:: EXERCISE AIM ::
All that should appear is the line containing "Target: dirt ground" and the lines after it in the records below, each reproduced exactly.

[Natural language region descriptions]
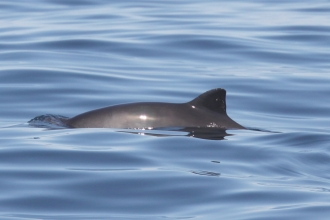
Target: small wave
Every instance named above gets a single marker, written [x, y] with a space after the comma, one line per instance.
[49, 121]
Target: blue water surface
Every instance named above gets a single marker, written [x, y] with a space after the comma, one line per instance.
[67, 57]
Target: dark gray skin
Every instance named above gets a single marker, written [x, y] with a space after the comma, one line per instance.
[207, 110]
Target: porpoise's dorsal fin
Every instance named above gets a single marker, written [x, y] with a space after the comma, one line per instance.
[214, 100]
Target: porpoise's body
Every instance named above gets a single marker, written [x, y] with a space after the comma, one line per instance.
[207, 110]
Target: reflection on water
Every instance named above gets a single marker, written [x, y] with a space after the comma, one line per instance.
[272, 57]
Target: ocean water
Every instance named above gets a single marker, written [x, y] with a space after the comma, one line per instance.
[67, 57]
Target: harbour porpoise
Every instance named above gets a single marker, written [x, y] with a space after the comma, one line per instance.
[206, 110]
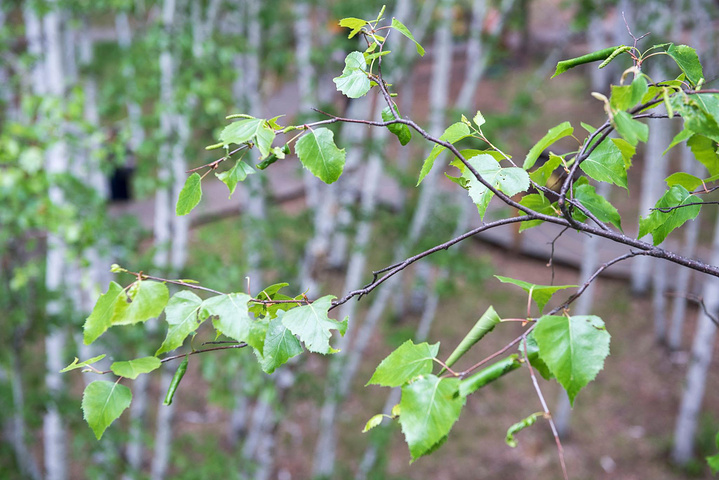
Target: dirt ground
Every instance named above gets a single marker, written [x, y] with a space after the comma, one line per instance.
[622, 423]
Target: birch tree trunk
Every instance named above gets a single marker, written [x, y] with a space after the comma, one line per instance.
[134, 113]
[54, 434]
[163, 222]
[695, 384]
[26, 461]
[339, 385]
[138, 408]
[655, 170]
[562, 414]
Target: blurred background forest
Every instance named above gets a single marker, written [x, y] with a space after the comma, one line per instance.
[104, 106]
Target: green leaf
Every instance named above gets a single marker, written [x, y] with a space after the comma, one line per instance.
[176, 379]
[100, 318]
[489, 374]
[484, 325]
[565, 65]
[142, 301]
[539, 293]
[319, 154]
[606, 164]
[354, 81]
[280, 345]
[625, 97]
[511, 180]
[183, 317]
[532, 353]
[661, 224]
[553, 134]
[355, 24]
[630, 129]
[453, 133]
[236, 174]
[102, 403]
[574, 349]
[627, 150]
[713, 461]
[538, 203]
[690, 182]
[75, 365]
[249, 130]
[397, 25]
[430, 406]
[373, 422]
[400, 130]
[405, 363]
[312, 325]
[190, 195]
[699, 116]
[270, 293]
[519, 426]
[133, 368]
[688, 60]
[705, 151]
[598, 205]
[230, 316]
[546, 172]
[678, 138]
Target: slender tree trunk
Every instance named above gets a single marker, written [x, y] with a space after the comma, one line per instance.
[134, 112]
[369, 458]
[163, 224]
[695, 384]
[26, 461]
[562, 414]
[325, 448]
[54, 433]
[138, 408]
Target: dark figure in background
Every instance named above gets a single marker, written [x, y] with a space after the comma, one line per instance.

:: EXERCISE SOLUTION ::
Target: dirt ground
Every instance named above gets a single marker, written [x, y] with a space after the comma, one line per instance.
[622, 423]
Target: birch tree trunk
Every instance named above gets a single marker, written [x, y] with a space after the comma, one line per instance.
[134, 113]
[54, 434]
[163, 222]
[695, 384]
[26, 461]
[339, 385]
[138, 408]
[655, 170]
[562, 414]
Target: blurred background forest
Every instance named above gets a single marker, written [x, y] with a space after the comma, one line per instance.
[104, 106]
Target: green leaf
Every instance named above gets a single marker, written [x, y] with a space after the comma, one line per instance.
[176, 379]
[100, 318]
[489, 374]
[484, 325]
[565, 65]
[142, 301]
[539, 293]
[319, 154]
[606, 164]
[354, 81]
[280, 345]
[625, 97]
[511, 180]
[183, 317]
[532, 353]
[661, 224]
[553, 134]
[355, 24]
[630, 129]
[453, 133]
[236, 174]
[102, 403]
[574, 349]
[627, 150]
[713, 461]
[538, 203]
[690, 182]
[75, 365]
[249, 130]
[397, 25]
[430, 406]
[373, 422]
[400, 130]
[405, 363]
[312, 325]
[190, 195]
[699, 116]
[270, 293]
[519, 426]
[133, 368]
[688, 60]
[705, 151]
[598, 205]
[230, 316]
[546, 172]
[678, 138]
Target: slender tree trunk
Every instance named above gets a single marker, written [x, y] with a space after the comma, one line per instance.
[134, 112]
[369, 458]
[163, 224]
[695, 384]
[26, 461]
[562, 414]
[325, 448]
[54, 433]
[138, 408]
Target: dark figure in background
Every instance named above gets a single marker, written [x, y] with a space after the comma, one line per instance.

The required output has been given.